- STATED TASK
Please pull out every line below that contains the word "tree", and copy each one in full. Case counts, so only lines with that exact capitalization match.

- GIVEN DATA
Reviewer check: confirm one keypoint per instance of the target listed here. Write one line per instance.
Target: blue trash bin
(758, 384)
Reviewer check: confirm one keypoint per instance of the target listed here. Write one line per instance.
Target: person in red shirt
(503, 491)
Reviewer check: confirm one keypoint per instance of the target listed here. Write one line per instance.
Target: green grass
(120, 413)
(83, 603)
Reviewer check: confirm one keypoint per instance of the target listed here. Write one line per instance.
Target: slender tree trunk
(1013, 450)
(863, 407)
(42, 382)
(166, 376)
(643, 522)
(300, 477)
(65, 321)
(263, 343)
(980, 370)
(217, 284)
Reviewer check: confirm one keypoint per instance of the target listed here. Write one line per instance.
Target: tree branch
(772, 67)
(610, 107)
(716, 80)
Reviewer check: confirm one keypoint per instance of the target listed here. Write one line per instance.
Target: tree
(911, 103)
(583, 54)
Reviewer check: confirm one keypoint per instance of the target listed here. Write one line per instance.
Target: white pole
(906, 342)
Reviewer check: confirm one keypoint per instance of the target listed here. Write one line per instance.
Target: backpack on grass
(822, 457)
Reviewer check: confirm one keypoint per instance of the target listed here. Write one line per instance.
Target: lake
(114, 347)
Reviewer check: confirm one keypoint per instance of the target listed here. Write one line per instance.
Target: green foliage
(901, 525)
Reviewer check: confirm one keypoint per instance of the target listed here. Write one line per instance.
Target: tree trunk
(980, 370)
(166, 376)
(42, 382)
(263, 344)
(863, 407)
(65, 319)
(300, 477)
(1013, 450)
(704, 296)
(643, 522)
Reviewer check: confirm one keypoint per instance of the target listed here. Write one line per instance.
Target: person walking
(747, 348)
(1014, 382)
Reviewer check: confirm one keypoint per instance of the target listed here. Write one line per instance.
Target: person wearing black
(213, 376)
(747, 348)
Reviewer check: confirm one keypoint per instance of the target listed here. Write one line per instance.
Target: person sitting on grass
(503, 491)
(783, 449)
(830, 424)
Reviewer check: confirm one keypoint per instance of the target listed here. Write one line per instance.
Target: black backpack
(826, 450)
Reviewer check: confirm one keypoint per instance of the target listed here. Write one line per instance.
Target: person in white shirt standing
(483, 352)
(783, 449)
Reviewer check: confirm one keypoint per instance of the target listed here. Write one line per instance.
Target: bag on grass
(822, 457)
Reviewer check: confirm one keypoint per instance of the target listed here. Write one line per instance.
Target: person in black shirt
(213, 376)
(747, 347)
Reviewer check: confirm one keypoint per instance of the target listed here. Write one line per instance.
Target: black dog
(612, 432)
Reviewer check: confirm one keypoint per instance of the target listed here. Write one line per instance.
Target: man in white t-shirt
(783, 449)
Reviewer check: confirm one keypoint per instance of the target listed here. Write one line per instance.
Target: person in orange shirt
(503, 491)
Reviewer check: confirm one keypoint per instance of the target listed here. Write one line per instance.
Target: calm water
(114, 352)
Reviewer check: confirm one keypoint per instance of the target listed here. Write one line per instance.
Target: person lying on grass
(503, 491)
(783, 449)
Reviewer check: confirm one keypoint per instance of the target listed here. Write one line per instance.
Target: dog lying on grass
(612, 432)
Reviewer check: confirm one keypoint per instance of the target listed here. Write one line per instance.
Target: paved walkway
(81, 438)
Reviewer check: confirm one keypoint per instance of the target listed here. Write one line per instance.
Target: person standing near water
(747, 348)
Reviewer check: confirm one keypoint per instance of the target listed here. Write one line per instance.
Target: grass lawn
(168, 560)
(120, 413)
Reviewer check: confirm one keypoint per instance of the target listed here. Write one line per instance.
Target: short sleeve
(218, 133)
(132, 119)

- CORRECT RESPONSE
Target: slender tree trunk
Target: tree branch
Target: tree
Target: tree trunk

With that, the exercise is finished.